▸ TEXT UNDER STUDY:
- Born: New York City, U.S.
- Education: Fairfield University (BA) Columbia University (MS)
- Occupations: Author, journalist & personal finance expert
- Notable credit(s): CNBC On the Money (2005) host, financial contributor for CBS This Morning, Marketplace Money host Author, "Generation Debt"
- Children: 1
- Website: http://carmenritawong.com/

= Carmen Rita Wong =

American financial journalist

Carmen Rita Wong, is an American radio, television and online journalist, and personal finance expert at CNBC where she was the former host of the 2005 version of On the Money, a personal finance program. She was a contributor to The Dr. Oz Show and iVillage. Wong also writes a blog for CNBC.com that focuses on taking control of your personal finances.

== Career ==
In October 2013, she was named host of the weekly radio program Marketplace Money, produced by American Public Media, beginning with the program of November 2, 2013. While giving financial advice on the Marketplace Money program of October 26, 2013, she also revealed that she is now divorced and a single mother. As of February, 2014, Marketplace's website refers to her as a "Former Host."

▸ EXERCISE AIM: Using the Carmen Rita Wong profile, say whether each statement agrees with it, and support each yes or no with the deciding words quoted from the profile: (a) Wong was named host of Marketplace Money in October 2013. (b) Wong hosted the 2005 version of On the Money at CBS. (c) Wong's blog on CNBC.com focuses on retirement planning. The items that come next have nothing to do with the Carmen Rita Wong profile.

▸ RECORD EXTRACTS:
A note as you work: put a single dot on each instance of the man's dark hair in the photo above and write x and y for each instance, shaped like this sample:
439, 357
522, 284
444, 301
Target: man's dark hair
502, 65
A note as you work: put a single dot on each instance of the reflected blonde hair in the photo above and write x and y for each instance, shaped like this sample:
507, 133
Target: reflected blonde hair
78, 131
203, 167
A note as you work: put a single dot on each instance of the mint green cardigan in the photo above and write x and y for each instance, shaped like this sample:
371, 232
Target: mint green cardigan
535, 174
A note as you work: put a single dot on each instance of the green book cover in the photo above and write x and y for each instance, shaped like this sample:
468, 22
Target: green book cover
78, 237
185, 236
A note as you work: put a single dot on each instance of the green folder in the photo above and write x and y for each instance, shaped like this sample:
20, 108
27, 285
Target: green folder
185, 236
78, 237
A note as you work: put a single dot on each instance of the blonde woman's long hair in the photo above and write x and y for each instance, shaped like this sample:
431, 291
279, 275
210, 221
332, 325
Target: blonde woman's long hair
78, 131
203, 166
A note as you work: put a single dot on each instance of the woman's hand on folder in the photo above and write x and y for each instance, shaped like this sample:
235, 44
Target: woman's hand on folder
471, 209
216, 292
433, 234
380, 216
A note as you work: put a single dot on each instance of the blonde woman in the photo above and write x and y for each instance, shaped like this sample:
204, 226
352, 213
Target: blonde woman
--
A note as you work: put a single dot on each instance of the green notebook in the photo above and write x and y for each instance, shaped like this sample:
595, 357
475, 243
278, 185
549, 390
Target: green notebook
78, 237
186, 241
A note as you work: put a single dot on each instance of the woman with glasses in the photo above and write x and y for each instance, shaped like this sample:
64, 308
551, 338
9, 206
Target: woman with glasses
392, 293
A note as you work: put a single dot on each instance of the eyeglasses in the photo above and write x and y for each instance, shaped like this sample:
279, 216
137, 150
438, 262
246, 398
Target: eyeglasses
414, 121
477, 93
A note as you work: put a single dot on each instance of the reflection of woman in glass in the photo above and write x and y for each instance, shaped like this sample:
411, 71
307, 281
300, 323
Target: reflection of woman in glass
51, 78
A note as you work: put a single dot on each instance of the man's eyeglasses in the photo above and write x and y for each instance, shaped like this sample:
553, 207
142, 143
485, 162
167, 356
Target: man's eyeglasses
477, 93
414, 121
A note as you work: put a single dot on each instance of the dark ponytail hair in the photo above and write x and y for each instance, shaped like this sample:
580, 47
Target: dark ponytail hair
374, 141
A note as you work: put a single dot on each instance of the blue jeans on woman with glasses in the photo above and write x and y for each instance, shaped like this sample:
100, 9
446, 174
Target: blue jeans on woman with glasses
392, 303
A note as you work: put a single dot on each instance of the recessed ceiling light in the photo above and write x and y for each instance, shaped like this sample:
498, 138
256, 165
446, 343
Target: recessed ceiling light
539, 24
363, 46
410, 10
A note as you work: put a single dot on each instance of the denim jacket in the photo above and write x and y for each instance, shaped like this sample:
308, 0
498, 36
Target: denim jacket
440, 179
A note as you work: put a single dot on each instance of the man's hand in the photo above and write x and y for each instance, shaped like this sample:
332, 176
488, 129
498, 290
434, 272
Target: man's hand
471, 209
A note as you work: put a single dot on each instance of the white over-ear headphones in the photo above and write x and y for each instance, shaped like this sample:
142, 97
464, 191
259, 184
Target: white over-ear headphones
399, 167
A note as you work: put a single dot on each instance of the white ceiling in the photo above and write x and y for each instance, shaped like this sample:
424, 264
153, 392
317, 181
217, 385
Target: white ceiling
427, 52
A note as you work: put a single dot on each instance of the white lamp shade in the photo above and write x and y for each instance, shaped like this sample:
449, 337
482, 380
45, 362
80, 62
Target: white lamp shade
---
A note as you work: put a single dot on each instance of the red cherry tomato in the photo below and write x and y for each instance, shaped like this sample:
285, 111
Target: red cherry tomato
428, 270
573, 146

▸ WRITTEN ANSWER:
(a) Yes: "In October 2013, she was named host of the weekly radio program Marketplace Money"
(b) No: "personal finance expert at CNBC where she was the former host of the 2005 version of On the Money"
(c) No: "Wong also writes a blog for CNBC.com that focuses on taking control of your personal finances."